◆ DATA RECORDS
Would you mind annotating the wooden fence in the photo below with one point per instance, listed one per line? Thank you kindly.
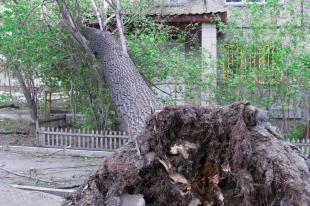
(81, 139)
(302, 144)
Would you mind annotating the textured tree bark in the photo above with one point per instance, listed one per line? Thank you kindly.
(29, 95)
(203, 156)
(132, 98)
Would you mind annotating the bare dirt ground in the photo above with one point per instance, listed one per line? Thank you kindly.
(10, 196)
(40, 170)
(45, 171)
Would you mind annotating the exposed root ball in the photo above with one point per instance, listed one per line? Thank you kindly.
(203, 156)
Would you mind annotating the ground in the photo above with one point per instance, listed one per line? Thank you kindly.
(10, 196)
(39, 170)
(46, 171)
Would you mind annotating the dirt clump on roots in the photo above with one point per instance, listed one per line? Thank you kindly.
(203, 156)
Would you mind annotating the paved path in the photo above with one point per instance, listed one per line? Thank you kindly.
(10, 196)
(45, 171)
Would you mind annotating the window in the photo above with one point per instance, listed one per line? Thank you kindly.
(250, 61)
(244, 1)
(174, 2)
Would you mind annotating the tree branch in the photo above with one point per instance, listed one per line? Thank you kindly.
(98, 14)
(69, 22)
(117, 10)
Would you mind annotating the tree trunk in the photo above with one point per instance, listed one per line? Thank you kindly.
(30, 99)
(203, 156)
(132, 98)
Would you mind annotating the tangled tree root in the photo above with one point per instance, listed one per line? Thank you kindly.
(203, 156)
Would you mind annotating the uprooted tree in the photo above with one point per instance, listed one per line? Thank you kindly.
(203, 156)
(185, 155)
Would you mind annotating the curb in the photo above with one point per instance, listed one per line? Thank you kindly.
(56, 151)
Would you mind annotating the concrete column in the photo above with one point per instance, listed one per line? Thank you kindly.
(209, 55)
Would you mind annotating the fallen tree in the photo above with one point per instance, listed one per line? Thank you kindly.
(9, 106)
(203, 156)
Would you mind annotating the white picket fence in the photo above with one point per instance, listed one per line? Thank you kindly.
(303, 144)
(81, 139)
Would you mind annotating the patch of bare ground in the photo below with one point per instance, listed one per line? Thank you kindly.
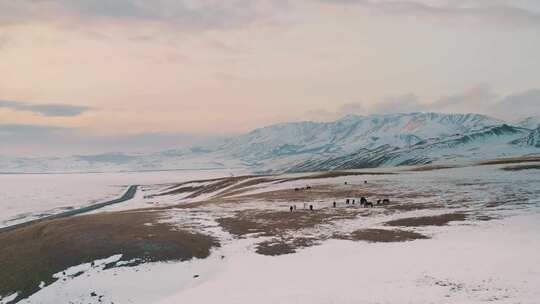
(319, 192)
(522, 167)
(218, 184)
(381, 235)
(409, 206)
(511, 160)
(244, 186)
(431, 168)
(33, 254)
(332, 174)
(436, 220)
(277, 246)
(280, 223)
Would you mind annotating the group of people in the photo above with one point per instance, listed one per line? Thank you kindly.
(363, 202)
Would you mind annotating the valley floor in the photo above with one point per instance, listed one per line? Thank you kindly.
(448, 235)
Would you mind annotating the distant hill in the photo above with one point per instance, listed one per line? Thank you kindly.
(351, 142)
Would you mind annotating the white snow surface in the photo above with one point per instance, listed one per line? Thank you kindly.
(25, 197)
(493, 261)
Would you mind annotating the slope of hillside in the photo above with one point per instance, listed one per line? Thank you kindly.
(352, 133)
(351, 142)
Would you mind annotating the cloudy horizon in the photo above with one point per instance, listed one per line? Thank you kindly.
(140, 76)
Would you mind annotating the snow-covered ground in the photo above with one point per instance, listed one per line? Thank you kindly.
(471, 261)
(494, 261)
(28, 196)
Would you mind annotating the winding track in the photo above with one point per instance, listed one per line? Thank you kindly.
(129, 194)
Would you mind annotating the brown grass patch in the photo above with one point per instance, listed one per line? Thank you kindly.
(382, 235)
(522, 167)
(33, 254)
(411, 206)
(279, 223)
(431, 168)
(332, 174)
(510, 160)
(437, 220)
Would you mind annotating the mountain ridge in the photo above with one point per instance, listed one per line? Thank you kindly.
(353, 141)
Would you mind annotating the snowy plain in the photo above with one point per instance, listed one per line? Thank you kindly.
(25, 197)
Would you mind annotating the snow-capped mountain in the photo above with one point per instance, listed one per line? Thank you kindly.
(352, 133)
(351, 142)
(531, 122)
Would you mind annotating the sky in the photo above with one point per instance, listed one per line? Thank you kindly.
(86, 76)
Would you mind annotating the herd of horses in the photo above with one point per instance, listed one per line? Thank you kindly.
(363, 202)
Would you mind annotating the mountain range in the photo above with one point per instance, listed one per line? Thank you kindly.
(351, 142)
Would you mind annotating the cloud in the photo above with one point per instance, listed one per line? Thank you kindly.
(498, 12)
(201, 14)
(59, 110)
(398, 104)
(519, 105)
(43, 140)
(476, 99)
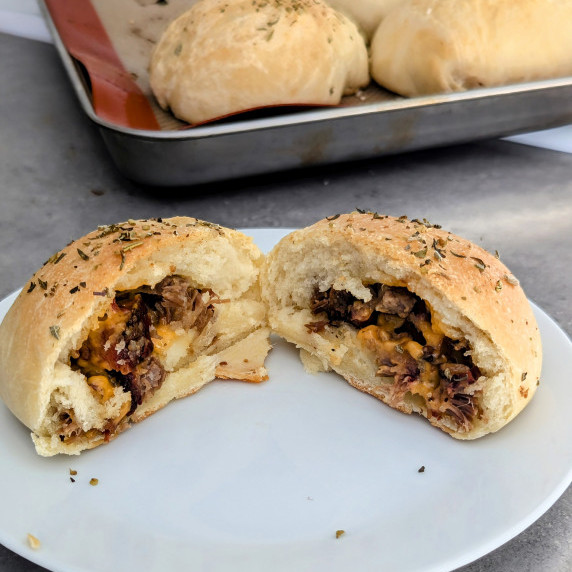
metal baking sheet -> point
(376, 123)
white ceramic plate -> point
(250, 477)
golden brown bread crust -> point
(228, 56)
(62, 302)
(469, 291)
(435, 46)
(366, 13)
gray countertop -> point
(57, 182)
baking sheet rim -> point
(297, 118)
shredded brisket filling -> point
(120, 351)
(396, 324)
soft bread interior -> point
(322, 259)
(159, 320)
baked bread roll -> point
(366, 13)
(228, 56)
(127, 318)
(435, 46)
(419, 318)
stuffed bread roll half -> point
(420, 318)
(125, 319)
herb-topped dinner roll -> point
(435, 46)
(420, 318)
(367, 13)
(227, 56)
(127, 318)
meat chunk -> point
(398, 301)
(179, 302)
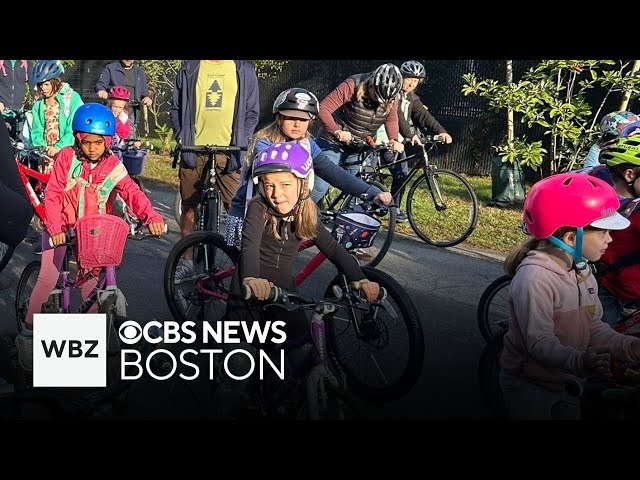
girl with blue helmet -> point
(85, 180)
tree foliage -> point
(552, 95)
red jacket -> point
(61, 206)
(625, 282)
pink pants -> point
(50, 267)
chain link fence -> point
(473, 127)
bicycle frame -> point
(210, 191)
(27, 173)
(313, 264)
(423, 164)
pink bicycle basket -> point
(101, 240)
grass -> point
(497, 229)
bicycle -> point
(494, 326)
(134, 158)
(441, 205)
(361, 344)
(97, 244)
(310, 386)
(208, 210)
(31, 162)
(493, 311)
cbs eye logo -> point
(130, 332)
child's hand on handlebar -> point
(396, 146)
(370, 289)
(384, 198)
(343, 136)
(156, 228)
(415, 140)
(260, 287)
(58, 239)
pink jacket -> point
(555, 316)
(61, 206)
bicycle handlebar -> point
(135, 233)
(280, 295)
(202, 149)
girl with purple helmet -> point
(278, 219)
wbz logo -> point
(69, 350)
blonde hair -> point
(520, 251)
(273, 134)
(362, 91)
(305, 223)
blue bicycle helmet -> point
(45, 70)
(94, 118)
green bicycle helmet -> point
(624, 150)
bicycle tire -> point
(493, 308)
(488, 376)
(423, 213)
(177, 207)
(6, 252)
(26, 283)
(211, 263)
(373, 255)
(396, 380)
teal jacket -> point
(69, 101)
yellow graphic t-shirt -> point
(216, 91)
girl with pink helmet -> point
(556, 333)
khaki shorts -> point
(193, 181)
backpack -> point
(101, 191)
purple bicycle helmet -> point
(284, 157)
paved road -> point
(445, 285)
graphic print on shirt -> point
(215, 92)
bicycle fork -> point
(315, 384)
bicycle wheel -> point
(384, 359)
(6, 252)
(442, 209)
(108, 307)
(213, 266)
(488, 376)
(373, 255)
(493, 308)
(26, 283)
(177, 207)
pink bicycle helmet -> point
(120, 93)
(571, 200)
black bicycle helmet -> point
(46, 70)
(412, 69)
(387, 82)
(297, 102)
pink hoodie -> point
(61, 207)
(555, 316)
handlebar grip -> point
(247, 293)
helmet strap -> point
(581, 263)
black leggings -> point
(15, 210)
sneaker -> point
(184, 271)
(24, 342)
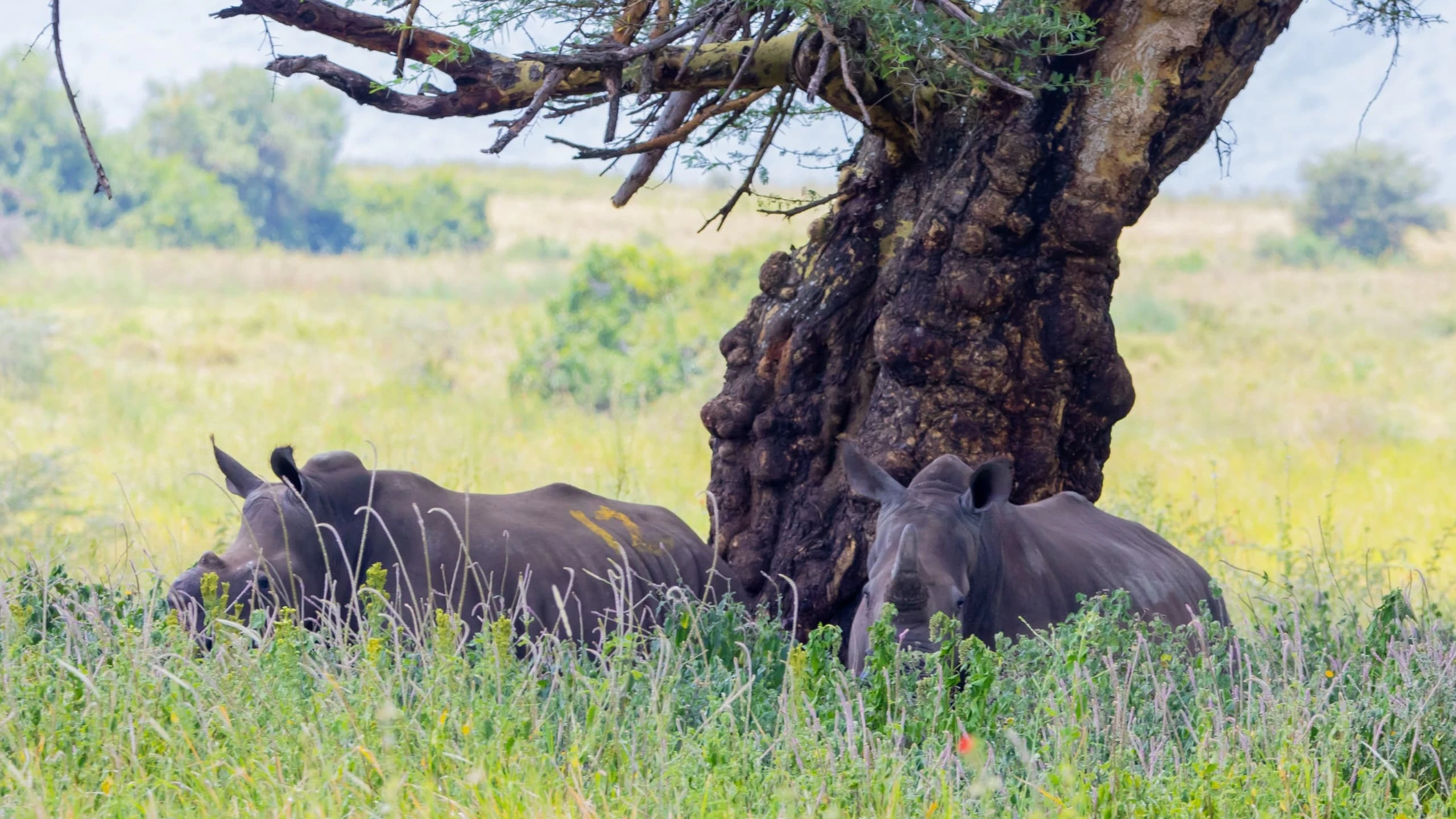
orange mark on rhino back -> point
(634, 531)
(581, 518)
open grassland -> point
(1293, 423)
(1306, 410)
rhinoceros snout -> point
(185, 598)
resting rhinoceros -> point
(555, 559)
(953, 543)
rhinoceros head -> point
(282, 551)
(928, 544)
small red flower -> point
(966, 744)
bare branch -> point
(669, 139)
(792, 212)
(603, 57)
(983, 73)
(781, 113)
(102, 183)
(367, 31)
(849, 84)
(369, 92)
(542, 95)
(679, 104)
(631, 19)
(820, 71)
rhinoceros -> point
(954, 543)
(555, 559)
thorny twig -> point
(102, 184)
(781, 113)
(407, 34)
(667, 139)
(792, 212)
(554, 79)
(983, 73)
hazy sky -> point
(1306, 95)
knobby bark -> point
(957, 297)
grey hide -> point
(551, 557)
(953, 543)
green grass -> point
(1293, 432)
(1315, 710)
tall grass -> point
(1306, 710)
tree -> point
(956, 297)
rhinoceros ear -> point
(991, 483)
(287, 471)
(238, 478)
(867, 478)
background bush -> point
(417, 210)
(631, 325)
(228, 161)
(1365, 200)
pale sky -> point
(1305, 97)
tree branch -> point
(679, 104)
(542, 95)
(102, 183)
(781, 113)
(670, 139)
(367, 31)
(369, 92)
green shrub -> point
(415, 212)
(172, 203)
(1366, 198)
(276, 148)
(1143, 312)
(632, 324)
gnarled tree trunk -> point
(957, 299)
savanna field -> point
(1293, 431)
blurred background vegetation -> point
(228, 161)
(500, 328)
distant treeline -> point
(226, 161)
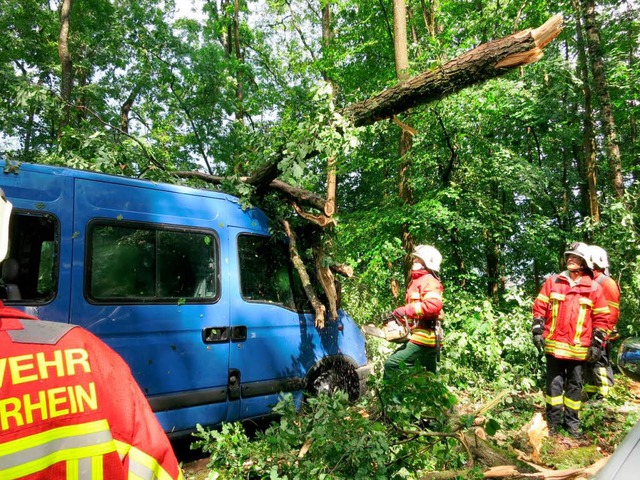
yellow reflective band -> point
(601, 374)
(29, 455)
(553, 401)
(582, 313)
(572, 404)
(556, 348)
(145, 467)
(433, 295)
(585, 301)
(73, 470)
(424, 337)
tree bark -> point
(588, 135)
(487, 61)
(406, 134)
(66, 77)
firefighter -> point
(598, 376)
(69, 406)
(570, 318)
(421, 313)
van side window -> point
(138, 263)
(265, 273)
(30, 271)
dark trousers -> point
(411, 354)
(564, 392)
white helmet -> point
(430, 256)
(581, 250)
(599, 257)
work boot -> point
(575, 433)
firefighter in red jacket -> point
(422, 312)
(598, 376)
(69, 406)
(570, 317)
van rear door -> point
(151, 288)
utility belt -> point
(426, 324)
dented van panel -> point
(185, 284)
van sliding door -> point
(148, 263)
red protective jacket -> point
(570, 313)
(423, 306)
(611, 294)
(70, 408)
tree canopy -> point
(508, 163)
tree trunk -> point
(588, 135)
(602, 91)
(406, 137)
(487, 61)
(66, 77)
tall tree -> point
(66, 63)
(602, 91)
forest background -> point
(500, 176)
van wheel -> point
(332, 380)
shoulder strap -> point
(601, 279)
(40, 331)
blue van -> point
(189, 288)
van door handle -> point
(239, 334)
(215, 334)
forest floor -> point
(557, 452)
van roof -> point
(257, 221)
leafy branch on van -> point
(489, 60)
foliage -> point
(496, 172)
(327, 439)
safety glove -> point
(400, 313)
(537, 329)
(387, 317)
(597, 345)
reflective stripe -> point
(424, 337)
(553, 401)
(32, 454)
(563, 350)
(433, 295)
(572, 404)
(85, 468)
(603, 379)
(585, 303)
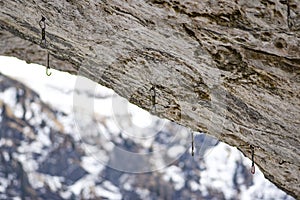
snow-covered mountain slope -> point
(63, 141)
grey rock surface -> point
(227, 68)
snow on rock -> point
(174, 174)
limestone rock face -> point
(227, 68)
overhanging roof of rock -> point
(228, 68)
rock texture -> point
(228, 68)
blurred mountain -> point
(42, 156)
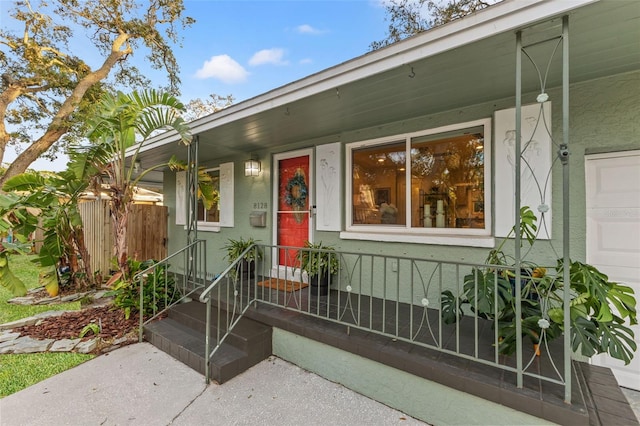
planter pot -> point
(319, 284)
(246, 270)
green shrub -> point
(159, 290)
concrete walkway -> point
(140, 385)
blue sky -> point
(246, 48)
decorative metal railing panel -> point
(458, 308)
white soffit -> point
(502, 17)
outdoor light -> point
(251, 167)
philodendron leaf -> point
(585, 335)
(8, 280)
(618, 341)
(622, 298)
(450, 312)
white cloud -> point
(223, 68)
(307, 29)
(268, 56)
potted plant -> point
(319, 262)
(598, 307)
(235, 248)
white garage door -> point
(613, 235)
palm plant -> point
(121, 125)
(49, 202)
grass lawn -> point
(28, 272)
(20, 371)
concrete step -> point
(248, 335)
(181, 335)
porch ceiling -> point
(604, 40)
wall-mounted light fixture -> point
(251, 167)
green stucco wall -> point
(420, 398)
(603, 117)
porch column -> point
(192, 209)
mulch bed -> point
(70, 324)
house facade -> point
(411, 150)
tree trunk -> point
(57, 128)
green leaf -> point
(92, 328)
(585, 336)
(448, 307)
(24, 182)
(618, 341)
(8, 280)
(49, 279)
(483, 300)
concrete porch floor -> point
(596, 397)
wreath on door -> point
(296, 193)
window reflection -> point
(446, 173)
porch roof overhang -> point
(463, 63)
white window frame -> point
(405, 233)
(203, 225)
(226, 193)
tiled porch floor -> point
(316, 319)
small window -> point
(221, 214)
(430, 182)
(212, 215)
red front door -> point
(293, 204)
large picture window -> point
(430, 182)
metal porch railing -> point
(399, 297)
(166, 283)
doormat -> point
(283, 285)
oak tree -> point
(46, 87)
(410, 17)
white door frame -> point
(627, 376)
(276, 269)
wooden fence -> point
(146, 233)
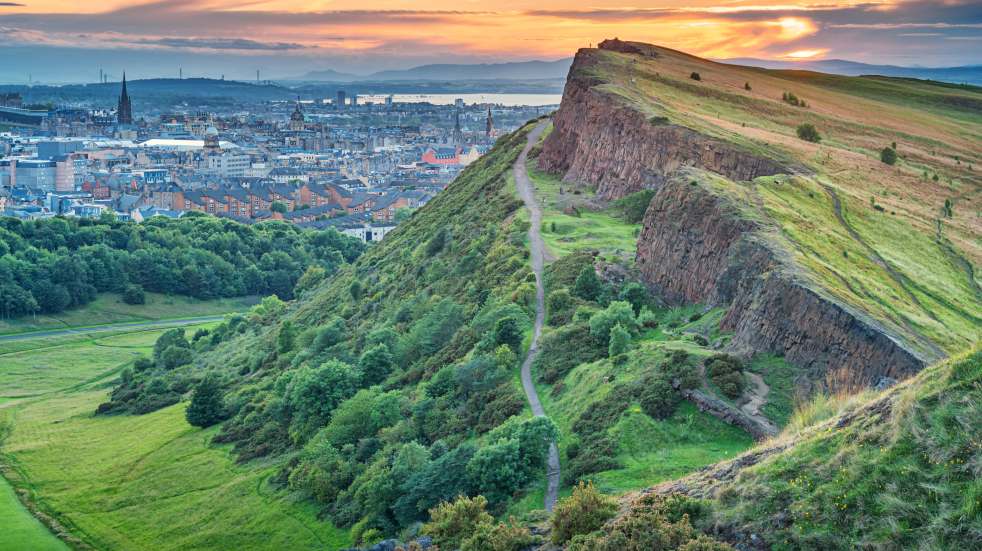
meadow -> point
(126, 481)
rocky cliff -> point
(696, 247)
(600, 140)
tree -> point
(888, 156)
(133, 294)
(174, 356)
(620, 341)
(376, 364)
(809, 133)
(508, 331)
(587, 285)
(206, 406)
(581, 513)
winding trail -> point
(525, 190)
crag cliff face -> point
(598, 141)
(695, 247)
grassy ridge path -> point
(525, 190)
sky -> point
(70, 40)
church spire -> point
(124, 111)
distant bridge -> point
(15, 116)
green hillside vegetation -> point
(128, 482)
(870, 234)
(51, 265)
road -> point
(525, 190)
(152, 324)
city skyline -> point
(213, 37)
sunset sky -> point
(285, 38)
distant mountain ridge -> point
(517, 70)
(967, 74)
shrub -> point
(133, 294)
(500, 537)
(809, 133)
(453, 523)
(588, 285)
(633, 206)
(726, 373)
(888, 156)
(620, 341)
(560, 306)
(206, 406)
(658, 398)
(618, 313)
(581, 513)
(650, 527)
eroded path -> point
(525, 190)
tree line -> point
(50, 265)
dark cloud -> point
(217, 43)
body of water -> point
(510, 100)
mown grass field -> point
(109, 308)
(130, 482)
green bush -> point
(455, 522)
(633, 206)
(588, 285)
(809, 133)
(888, 156)
(206, 406)
(583, 512)
(726, 372)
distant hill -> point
(969, 74)
(522, 70)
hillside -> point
(695, 273)
(803, 243)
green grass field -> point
(108, 308)
(129, 482)
(21, 531)
(590, 229)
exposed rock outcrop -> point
(696, 247)
(601, 141)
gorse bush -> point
(583, 512)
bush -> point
(453, 523)
(501, 537)
(633, 206)
(649, 526)
(588, 285)
(620, 341)
(809, 133)
(888, 156)
(206, 406)
(133, 294)
(726, 373)
(581, 513)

◆ ABOUT THIS TASK
Starting at the line that contains "small window -> point", reproduce each line exactly through the end of the entries above, leaving every picture out.

◆ OUTPUT OF THE EXERCISE
small window -> point
(221, 214)
(430, 182)
(212, 215)
red front door -> point
(293, 204)
large picture window -> point
(430, 182)
metal porch railing -> point
(399, 297)
(166, 283)
doormat -> point
(283, 285)
oak tree -> point
(46, 87)
(410, 17)
white door frame -> point
(627, 376)
(276, 269)
wooden fence -> point
(146, 233)
meadow -> point
(126, 481)
rocky cliff -> point
(696, 247)
(600, 140)
tree -> point
(888, 156)
(133, 294)
(174, 356)
(620, 341)
(376, 364)
(809, 133)
(508, 331)
(587, 285)
(206, 406)
(581, 513)
winding trail -> point
(525, 190)
crag cliff face -> point
(598, 141)
(695, 247)
grassy ridge path -> point
(525, 190)
sky -> point
(70, 40)
church spire -> point
(124, 111)
distant bridge -> point
(15, 116)
green hillside vegetation -> point
(128, 482)
(870, 234)
(51, 265)
road -> point
(525, 190)
(152, 324)
city skyline -> point
(213, 37)
sunset sky -> point
(285, 38)
distant mountain ridge -> point
(517, 70)
(967, 74)
shrub -> point
(133, 294)
(500, 537)
(809, 133)
(453, 523)
(588, 285)
(633, 206)
(726, 373)
(888, 156)
(620, 341)
(560, 306)
(206, 406)
(658, 398)
(618, 313)
(581, 513)
(650, 527)
eroded path -> point
(525, 190)
tree line -> point
(50, 265)
dark cloud -> point
(217, 43)
body of water -> point
(510, 100)
mown grass field -> point
(109, 308)
(130, 482)
green bush -> point
(455, 522)
(633, 206)
(588, 285)
(809, 133)
(888, 156)
(206, 406)
(583, 512)
(726, 372)
distant hill -> point
(969, 74)
(522, 70)
hillside -> point
(695, 273)
(803, 243)
green grass field -> point
(108, 308)
(129, 482)
(21, 531)
(590, 229)
exposed rock outcrop -> point
(696, 247)
(601, 141)
gorse bush -> point
(583, 512)
bush -> point
(453, 523)
(501, 537)
(633, 206)
(649, 526)
(588, 285)
(620, 341)
(809, 133)
(888, 156)
(206, 406)
(133, 294)
(726, 373)
(581, 513)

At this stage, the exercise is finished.